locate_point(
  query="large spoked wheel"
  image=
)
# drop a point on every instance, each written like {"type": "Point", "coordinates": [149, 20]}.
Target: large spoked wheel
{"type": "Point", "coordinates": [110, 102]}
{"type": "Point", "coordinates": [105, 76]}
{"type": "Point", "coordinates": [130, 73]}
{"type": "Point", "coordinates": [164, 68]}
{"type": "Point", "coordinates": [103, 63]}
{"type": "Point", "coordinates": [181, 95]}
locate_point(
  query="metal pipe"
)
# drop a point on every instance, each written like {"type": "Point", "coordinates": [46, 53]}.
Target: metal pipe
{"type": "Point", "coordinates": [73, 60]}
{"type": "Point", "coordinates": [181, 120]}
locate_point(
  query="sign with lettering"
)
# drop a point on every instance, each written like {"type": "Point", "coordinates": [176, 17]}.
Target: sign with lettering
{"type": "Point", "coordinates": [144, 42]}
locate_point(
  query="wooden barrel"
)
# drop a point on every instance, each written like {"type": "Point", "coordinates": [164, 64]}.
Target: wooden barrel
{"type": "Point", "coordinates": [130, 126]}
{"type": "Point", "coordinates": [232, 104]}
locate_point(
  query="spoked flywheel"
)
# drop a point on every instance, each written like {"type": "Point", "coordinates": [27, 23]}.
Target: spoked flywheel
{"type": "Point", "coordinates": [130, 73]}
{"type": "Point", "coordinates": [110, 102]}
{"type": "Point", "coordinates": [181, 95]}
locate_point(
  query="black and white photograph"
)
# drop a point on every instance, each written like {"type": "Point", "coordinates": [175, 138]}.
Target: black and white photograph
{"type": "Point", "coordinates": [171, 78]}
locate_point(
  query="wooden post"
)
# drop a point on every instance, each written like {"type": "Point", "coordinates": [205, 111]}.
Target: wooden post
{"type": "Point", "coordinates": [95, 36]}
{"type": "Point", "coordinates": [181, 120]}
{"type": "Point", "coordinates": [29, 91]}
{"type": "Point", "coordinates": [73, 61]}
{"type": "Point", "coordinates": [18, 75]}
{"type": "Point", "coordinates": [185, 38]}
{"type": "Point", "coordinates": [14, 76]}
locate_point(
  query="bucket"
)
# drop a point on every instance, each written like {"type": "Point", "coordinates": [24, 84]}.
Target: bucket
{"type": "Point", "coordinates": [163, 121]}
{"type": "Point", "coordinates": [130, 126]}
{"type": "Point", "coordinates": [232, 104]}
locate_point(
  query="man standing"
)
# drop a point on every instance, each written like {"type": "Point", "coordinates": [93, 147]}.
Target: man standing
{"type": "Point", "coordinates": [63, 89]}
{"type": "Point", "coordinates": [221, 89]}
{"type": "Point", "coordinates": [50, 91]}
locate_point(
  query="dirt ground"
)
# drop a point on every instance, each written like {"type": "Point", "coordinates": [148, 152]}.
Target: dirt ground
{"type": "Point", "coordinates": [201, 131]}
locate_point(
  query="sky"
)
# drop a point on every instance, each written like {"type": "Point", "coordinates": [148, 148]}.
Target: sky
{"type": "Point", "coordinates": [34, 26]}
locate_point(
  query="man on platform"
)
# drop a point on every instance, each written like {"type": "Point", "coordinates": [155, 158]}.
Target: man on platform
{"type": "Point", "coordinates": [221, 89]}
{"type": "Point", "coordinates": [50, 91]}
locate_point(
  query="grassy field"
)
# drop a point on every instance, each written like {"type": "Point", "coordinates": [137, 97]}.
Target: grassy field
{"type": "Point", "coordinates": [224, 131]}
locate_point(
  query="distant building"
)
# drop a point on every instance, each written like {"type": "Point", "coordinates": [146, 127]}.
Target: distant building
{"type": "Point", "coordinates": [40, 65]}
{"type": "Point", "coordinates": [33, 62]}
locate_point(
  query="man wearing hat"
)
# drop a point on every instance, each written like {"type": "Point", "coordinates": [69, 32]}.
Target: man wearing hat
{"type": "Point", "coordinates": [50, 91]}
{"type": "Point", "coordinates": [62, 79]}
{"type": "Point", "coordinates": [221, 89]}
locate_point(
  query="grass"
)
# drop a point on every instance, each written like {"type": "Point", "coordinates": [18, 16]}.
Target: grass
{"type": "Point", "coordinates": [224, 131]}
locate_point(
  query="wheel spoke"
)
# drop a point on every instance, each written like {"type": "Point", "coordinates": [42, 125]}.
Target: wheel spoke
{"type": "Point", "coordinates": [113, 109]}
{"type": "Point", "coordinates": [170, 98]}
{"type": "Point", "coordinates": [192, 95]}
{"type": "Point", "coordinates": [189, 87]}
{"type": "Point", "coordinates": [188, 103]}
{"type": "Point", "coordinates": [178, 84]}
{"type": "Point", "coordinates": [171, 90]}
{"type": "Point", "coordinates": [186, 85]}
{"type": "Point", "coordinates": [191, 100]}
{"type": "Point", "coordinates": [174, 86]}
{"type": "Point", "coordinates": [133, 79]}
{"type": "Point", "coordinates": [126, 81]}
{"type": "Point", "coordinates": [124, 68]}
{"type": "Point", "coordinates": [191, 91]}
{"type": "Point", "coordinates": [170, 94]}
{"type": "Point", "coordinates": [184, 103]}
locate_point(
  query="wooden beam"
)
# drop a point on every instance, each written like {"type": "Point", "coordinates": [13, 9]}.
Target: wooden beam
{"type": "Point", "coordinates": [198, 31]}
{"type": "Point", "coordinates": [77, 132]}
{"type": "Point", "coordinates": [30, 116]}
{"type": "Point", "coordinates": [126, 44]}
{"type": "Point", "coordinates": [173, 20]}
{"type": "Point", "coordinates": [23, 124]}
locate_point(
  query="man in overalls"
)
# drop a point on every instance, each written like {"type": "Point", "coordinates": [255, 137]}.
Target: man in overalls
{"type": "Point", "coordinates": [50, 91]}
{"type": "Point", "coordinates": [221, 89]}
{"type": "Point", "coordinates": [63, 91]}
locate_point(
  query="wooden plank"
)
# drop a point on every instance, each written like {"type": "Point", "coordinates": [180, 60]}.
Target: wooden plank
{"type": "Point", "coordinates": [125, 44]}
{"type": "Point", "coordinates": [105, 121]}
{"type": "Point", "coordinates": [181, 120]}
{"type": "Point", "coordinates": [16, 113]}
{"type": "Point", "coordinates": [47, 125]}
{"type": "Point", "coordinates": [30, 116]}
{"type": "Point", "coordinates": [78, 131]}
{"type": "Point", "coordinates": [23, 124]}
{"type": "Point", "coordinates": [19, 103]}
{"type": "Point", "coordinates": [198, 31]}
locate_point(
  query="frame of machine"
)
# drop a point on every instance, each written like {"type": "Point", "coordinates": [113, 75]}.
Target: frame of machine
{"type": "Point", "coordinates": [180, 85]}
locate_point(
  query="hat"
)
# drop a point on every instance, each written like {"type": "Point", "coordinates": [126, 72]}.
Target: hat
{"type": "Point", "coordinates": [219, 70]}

-*-

INSTRUCTIONS FOR THE TASK:
Send back the complete listing, identical to the original in every line.

PROBLEM SOLUTION:
locate_point(
  query="large spoked wheel"
  image=
)
# drop a point on every instance, each written like {"type": "Point", "coordinates": [149, 20]}.
Target: large spoked wheel
{"type": "Point", "coordinates": [110, 102]}
{"type": "Point", "coordinates": [105, 76]}
{"type": "Point", "coordinates": [130, 73]}
{"type": "Point", "coordinates": [164, 68]}
{"type": "Point", "coordinates": [103, 63]}
{"type": "Point", "coordinates": [181, 95]}
locate_point(
  query="metal pipe"
)
# drop a point on every instance, each written like {"type": "Point", "coordinates": [46, 53]}.
Target: metal pipe
{"type": "Point", "coordinates": [73, 60]}
{"type": "Point", "coordinates": [181, 120]}
locate_point(
  query="sign with lettering"
)
# drop a point on every instance, each written like {"type": "Point", "coordinates": [176, 17]}.
Target: sign with lettering
{"type": "Point", "coordinates": [144, 42]}
locate_point(
  query="wooden barrel"
)
# drop a point on every instance, each written like {"type": "Point", "coordinates": [164, 64]}.
Target: wooden barrel
{"type": "Point", "coordinates": [130, 126]}
{"type": "Point", "coordinates": [232, 104]}
locate_point(
  query="spoked flywheel"
)
# drop a point on every instance, each written like {"type": "Point", "coordinates": [27, 23]}.
Target: spoked flywheel
{"type": "Point", "coordinates": [130, 73]}
{"type": "Point", "coordinates": [110, 102]}
{"type": "Point", "coordinates": [181, 95]}
locate_point(
  query="black and white photograph"
)
# drop a point on every instance, each written like {"type": "Point", "coordinates": [175, 138]}.
Target: black and white photograph
{"type": "Point", "coordinates": [171, 78]}
locate_point(
  query="wooden post"
)
# drop a point on every instance, each written like {"type": "Point", "coordinates": [205, 111]}.
Target: wooden post
{"type": "Point", "coordinates": [95, 36]}
{"type": "Point", "coordinates": [181, 120]}
{"type": "Point", "coordinates": [29, 91]}
{"type": "Point", "coordinates": [73, 61]}
{"type": "Point", "coordinates": [18, 75]}
{"type": "Point", "coordinates": [185, 38]}
{"type": "Point", "coordinates": [14, 76]}
locate_point(
  query="bucket"
)
# drop a point on every instance, each written like {"type": "Point", "coordinates": [24, 84]}.
Target: bucket
{"type": "Point", "coordinates": [163, 121]}
{"type": "Point", "coordinates": [130, 126]}
{"type": "Point", "coordinates": [232, 104]}
locate_point(
  query="man standing"
)
# drop a point on every instance, each written like {"type": "Point", "coordinates": [93, 147]}.
Target: man standing
{"type": "Point", "coordinates": [63, 89]}
{"type": "Point", "coordinates": [221, 89]}
{"type": "Point", "coordinates": [50, 91]}
locate_point(
  query="dirt ground"
)
# drop a point on every instance, each written like {"type": "Point", "coordinates": [148, 152]}.
Target: dirt ground
{"type": "Point", "coordinates": [201, 131]}
locate_point(
  query="sky"
)
# drop a point on every instance, each written like {"type": "Point", "coordinates": [148, 148]}.
Target: sky
{"type": "Point", "coordinates": [34, 26]}
locate_point(
  query="man on platform"
)
# drop a point on every instance, each written like {"type": "Point", "coordinates": [155, 158]}.
Target: man on platform
{"type": "Point", "coordinates": [221, 89]}
{"type": "Point", "coordinates": [50, 91]}
locate_point(
  query="grassy field"
)
# drop a point on every instance, each written like {"type": "Point", "coordinates": [137, 97]}.
Target: grassy field
{"type": "Point", "coordinates": [224, 131]}
locate_point(
  query="distant building"
)
# drop a point on every instance, each written like {"type": "Point", "coordinates": [146, 127]}.
Target: distant building
{"type": "Point", "coordinates": [40, 65]}
{"type": "Point", "coordinates": [33, 62]}
locate_point(
  query="man wearing hat"
)
# drop a point on every instance, each written like {"type": "Point", "coordinates": [69, 32]}.
Target: man wearing hat
{"type": "Point", "coordinates": [50, 91]}
{"type": "Point", "coordinates": [62, 79]}
{"type": "Point", "coordinates": [221, 89]}
locate_point(
  query="grass"
)
# drop a point on every instance, each written like {"type": "Point", "coordinates": [18, 16]}.
Target: grass
{"type": "Point", "coordinates": [224, 131]}
locate_point(
  query="wheel spoke"
)
# drop a point on every instance, each written like {"type": "Point", "coordinates": [42, 125]}.
Target: wheel spoke
{"type": "Point", "coordinates": [113, 109]}
{"type": "Point", "coordinates": [170, 98]}
{"type": "Point", "coordinates": [192, 95]}
{"type": "Point", "coordinates": [189, 87]}
{"type": "Point", "coordinates": [188, 103]}
{"type": "Point", "coordinates": [178, 84]}
{"type": "Point", "coordinates": [171, 90]}
{"type": "Point", "coordinates": [186, 85]}
{"type": "Point", "coordinates": [191, 100]}
{"type": "Point", "coordinates": [174, 86]}
{"type": "Point", "coordinates": [133, 79]}
{"type": "Point", "coordinates": [126, 81]}
{"type": "Point", "coordinates": [124, 68]}
{"type": "Point", "coordinates": [191, 91]}
{"type": "Point", "coordinates": [170, 94]}
{"type": "Point", "coordinates": [184, 103]}
locate_point(
  query="wooden beam"
)
# drop a point on every instance, each written like {"type": "Point", "coordinates": [13, 9]}.
Target: wooden beam
{"type": "Point", "coordinates": [198, 31]}
{"type": "Point", "coordinates": [77, 132]}
{"type": "Point", "coordinates": [30, 116]}
{"type": "Point", "coordinates": [126, 44]}
{"type": "Point", "coordinates": [173, 20]}
{"type": "Point", "coordinates": [23, 124]}
locate_point(
  query="man in overalls"
)
# drop a point on every instance, each written like {"type": "Point", "coordinates": [255, 137]}.
Target: man in overalls
{"type": "Point", "coordinates": [50, 91]}
{"type": "Point", "coordinates": [221, 89]}
{"type": "Point", "coordinates": [63, 91]}
locate_point(
  query="wooden plank"
)
# drop a point on every instance, each written like {"type": "Point", "coordinates": [180, 60]}.
Target: wooden plank
{"type": "Point", "coordinates": [125, 44]}
{"type": "Point", "coordinates": [105, 121]}
{"type": "Point", "coordinates": [181, 120]}
{"type": "Point", "coordinates": [16, 113]}
{"type": "Point", "coordinates": [47, 125]}
{"type": "Point", "coordinates": [30, 116]}
{"type": "Point", "coordinates": [78, 131]}
{"type": "Point", "coordinates": [23, 124]}
{"type": "Point", "coordinates": [19, 103]}
{"type": "Point", "coordinates": [198, 31]}
locate_point(
  query="frame of machine"
)
# drop a point on every instance, each written like {"type": "Point", "coordinates": [113, 75]}.
Target: frame of machine
{"type": "Point", "coordinates": [180, 85]}
locate_point(
  query="hat"
)
# drop a point on every instance, each written like {"type": "Point", "coordinates": [126, 72]}.
Target: hat
{"type": "Point", "coordinates": [219, 70]}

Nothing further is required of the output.